やること - 下にあるアロマの体験談から、「病室に入り、説明をした上で付」から「私はとても貴重な時間を共有させてもらいました。」までを全部、一字も変えずに書き写してください。

医療現場にアロマが必要だと感じたエピソード
看護師アロマセラピストのハルです。
コロナ前、私は緩和ケア病棟に月1回アロマボランティアに行っていました。
ボランティア活動の中での忘れられない体験があります。
患者様の簡単な病名やADLの情報を得て、ご家族が数日付き添っているということで、ご家族へのトリートメントを看護師さんよりご依頼いただきました。
病室に入り、説明をした上で付き添っているご家族へハンドトリートメントを行いました。
トリートメント中、ご家族より
「以前妻がアロマをしてもらってすごく喜んでいました」と話してくださいました。
ご家族のトリートメントを終え、「よかったら奥様にトリートメントをさせてもらえませんか」と伺うと、快諾していただきました。
患者様は酸素飽和度の機械や、心電図、血圧計、点滴、酸素マスクも行っている状況だったので、フットトリートメントを選択
「アロマ好きなんですね。嬉しいです。」などとご本人に声をかけながら、トリートメントを行いました。
発語はなく、目も閉じていらっしゃいました。
トリートメント終盤、ふと顔を見ると目から一筋の涙が。
「あ。」とご家族も気づかれていました。
トリートメントを終え、涙を拭い、ご本人やご家族へ感謝を伝えて退出しました。
その約30分後、看護師さんから声をかけられ
「先ほどアロマトリートメントをしていただいた患者様が亡くなられました。ご家族も本当に感謝していました。ありがとうございました。」
私はとても貴重な時間を共有させてもらいました。
そして、
意識レベルが下がっても、声や想いは届いている。
そう確信しました。
医療の現場では薬では施しようのない場面があります。
そんな時にこの体験を思い出すと、看護師として、アロマセラピストとしてできることはあるはずと感じます。
ボランティアの経験を得て、今私は介護施設でアロマセラピーを行っています。
これからも地道にコツコツと活動を続けていきたいと思います。

渡された行 -
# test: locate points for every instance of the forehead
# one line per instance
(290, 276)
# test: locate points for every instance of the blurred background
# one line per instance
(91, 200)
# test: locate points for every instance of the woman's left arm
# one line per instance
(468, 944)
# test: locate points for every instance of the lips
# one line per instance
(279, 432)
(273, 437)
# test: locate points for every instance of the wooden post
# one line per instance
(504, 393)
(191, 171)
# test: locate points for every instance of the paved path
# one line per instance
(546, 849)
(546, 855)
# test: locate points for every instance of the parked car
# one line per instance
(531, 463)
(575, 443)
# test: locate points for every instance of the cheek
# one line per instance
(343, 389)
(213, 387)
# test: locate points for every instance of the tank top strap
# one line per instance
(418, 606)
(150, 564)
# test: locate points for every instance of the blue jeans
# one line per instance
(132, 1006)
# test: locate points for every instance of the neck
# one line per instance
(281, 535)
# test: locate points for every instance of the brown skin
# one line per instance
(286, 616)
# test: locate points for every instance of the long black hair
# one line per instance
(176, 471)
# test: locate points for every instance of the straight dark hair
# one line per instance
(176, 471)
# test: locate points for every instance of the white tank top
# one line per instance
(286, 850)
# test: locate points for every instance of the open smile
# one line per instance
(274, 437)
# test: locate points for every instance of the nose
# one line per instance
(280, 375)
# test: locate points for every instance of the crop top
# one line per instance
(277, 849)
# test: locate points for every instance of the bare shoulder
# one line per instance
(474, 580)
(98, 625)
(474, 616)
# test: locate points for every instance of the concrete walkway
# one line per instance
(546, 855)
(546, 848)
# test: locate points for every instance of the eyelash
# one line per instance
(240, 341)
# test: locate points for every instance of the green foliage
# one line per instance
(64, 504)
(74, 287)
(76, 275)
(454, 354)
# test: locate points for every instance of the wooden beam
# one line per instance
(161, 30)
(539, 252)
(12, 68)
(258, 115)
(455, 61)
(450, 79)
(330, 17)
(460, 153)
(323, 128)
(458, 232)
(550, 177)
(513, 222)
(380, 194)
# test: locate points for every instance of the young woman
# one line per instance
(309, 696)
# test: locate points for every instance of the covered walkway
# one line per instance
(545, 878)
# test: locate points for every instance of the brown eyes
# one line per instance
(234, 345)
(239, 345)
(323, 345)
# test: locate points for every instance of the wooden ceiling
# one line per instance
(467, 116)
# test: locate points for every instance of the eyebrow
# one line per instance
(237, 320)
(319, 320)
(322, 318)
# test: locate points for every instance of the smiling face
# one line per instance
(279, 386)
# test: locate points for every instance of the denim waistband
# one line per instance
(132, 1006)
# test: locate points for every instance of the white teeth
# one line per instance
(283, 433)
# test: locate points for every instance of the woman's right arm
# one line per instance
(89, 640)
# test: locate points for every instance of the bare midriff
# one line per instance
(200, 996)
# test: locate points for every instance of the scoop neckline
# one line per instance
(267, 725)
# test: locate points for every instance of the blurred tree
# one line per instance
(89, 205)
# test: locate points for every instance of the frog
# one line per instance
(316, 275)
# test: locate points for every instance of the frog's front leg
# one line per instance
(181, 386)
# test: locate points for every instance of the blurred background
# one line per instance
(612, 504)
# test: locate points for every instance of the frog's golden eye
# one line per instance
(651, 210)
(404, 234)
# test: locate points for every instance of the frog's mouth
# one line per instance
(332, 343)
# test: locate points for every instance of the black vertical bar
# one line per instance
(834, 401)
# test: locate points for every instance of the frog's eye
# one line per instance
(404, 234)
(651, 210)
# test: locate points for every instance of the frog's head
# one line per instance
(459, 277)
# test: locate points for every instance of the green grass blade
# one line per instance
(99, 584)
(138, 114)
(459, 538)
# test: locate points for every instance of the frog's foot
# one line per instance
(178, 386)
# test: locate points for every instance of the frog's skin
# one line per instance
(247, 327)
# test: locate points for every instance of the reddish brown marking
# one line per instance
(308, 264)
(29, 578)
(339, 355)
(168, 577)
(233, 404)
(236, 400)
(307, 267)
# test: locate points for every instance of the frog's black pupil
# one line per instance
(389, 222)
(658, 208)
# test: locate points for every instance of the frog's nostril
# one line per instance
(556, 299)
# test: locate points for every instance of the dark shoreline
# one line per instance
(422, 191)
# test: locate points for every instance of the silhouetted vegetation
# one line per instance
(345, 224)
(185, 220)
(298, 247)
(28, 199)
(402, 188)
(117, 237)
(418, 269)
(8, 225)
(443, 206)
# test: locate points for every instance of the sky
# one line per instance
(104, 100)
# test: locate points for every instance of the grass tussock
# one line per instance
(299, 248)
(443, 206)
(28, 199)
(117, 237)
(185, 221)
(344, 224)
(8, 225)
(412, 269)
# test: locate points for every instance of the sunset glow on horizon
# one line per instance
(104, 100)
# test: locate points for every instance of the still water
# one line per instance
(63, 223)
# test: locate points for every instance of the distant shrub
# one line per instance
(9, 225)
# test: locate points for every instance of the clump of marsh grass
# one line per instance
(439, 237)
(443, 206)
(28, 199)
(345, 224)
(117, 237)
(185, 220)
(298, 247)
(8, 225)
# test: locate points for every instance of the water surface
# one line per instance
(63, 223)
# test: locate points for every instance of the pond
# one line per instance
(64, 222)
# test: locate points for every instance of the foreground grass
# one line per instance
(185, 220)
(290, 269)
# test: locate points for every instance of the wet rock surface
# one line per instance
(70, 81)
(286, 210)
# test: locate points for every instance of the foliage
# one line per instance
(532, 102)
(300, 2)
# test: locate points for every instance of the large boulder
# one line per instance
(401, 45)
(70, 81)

解答例 -
病室に入り、説明をした上で付き添っているご家族へハンドトリートメントを行いました。
トリートメント中、ご家族より
「以前妻がアロマをしてもらってすごく喜んでいました」と話してくださいました。
ご家族のトリートメントを終え、「よかったら奥様にトリートメントをさせてもらえませんか」と伺うと、快諾していただきました。
患者様は酸素飽和度の機械や、心電図、血圧計、点滴、酸素マスクも行っている状況だったので、フットトリートメントを選択
「アロマ好きなんですね。嬉しいです。」などとご本人に声をかけながら、トリートメントを行いました。
発語はなく、目も閉じていらっしゃいました。
トリートメント終盤、ふと顔を見ると目から一筋の涙が。
「あ。」とご家族も気づかれていました。
トリートメントを終え、涙を拭い、ご本人やご家族へ感謝を伝えて退出しました。
その約30分後、看護師さんから声をかけられ
「先ほどアロマトリートメントをしていただいた患者様が亡くなられました。ご家族も本当に感謝していました。ありがとうございました。」
私はとても貴重な時間を共有させてもらいました。